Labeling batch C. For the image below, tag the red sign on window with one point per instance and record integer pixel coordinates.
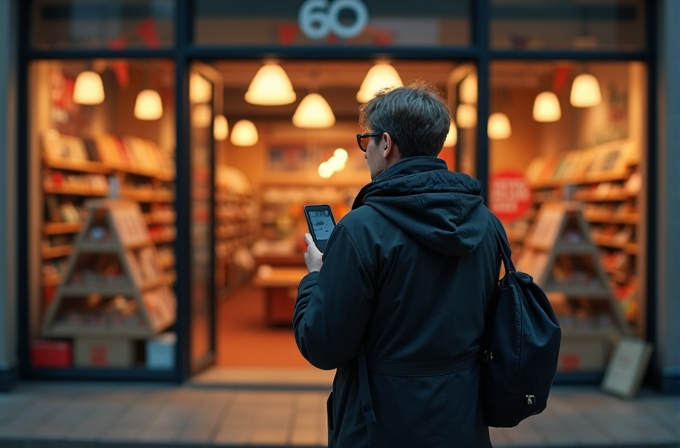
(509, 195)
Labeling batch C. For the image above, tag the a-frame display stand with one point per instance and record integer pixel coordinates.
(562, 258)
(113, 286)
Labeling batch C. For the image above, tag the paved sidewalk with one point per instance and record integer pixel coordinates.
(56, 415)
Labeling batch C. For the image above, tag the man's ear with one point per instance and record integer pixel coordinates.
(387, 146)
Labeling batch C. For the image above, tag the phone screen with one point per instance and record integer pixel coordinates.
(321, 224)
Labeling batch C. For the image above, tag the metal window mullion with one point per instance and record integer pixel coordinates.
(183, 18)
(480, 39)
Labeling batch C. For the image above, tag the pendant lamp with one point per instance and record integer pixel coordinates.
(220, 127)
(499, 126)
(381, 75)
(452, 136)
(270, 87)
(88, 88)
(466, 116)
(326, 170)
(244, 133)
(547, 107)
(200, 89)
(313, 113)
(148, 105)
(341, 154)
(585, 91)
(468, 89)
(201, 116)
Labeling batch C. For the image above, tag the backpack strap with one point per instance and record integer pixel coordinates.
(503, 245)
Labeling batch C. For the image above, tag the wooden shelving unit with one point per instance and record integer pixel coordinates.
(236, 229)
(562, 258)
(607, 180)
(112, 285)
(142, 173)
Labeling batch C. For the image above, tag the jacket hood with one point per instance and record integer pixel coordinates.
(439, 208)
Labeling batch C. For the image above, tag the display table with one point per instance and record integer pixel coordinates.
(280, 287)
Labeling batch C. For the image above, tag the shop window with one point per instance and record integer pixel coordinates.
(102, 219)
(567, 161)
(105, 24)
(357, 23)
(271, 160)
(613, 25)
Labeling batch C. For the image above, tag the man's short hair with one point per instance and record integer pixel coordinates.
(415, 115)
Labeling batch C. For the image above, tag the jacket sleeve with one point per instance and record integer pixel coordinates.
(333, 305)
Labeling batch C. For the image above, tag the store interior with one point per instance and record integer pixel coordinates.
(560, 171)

(To do) Please copy the entries word for word, starting with the line that contains "Labeling batch C. For the image above, tag the wooden" and going on through the final line of the entries. Include both of those lines.

(Exercise answer)
Labeling batch C. For the image above, tag the wooden shelving unit with one point per instance and record integer pixel coordinates.
(236, 229)
(562, 258)
(607, 180)
(112, 285)
(142, 173)
Labeling batch C. For the image above, tag the jacket hood with one point per instance and record integer pixel coordinates.
(439, 208)
Labeling batch C. For the image above, tag the display table with one point per instance and record integer pixel coordinates.
(280, 287)
Labeling batch C. For the image above, tag the shop window with one point per instance and record integer pixel coordinates.
(102, 219)
(567, 161)
(105, 24)
(357, 23)
(271, 160)
(613, 25)
Labeling batch C. For the image above, tag the man's short hair with one point per instance and record integer pixel coordinates.
(415, 115)
Labeling batch C. For the image above, tag the jacket sleeve with one point per instance and record integer pixel coordinates.
(333, 305)
Labeling batch C. For the image above, tag the store interior with one point per instance and record integer pixel coordinates.
(560, 171)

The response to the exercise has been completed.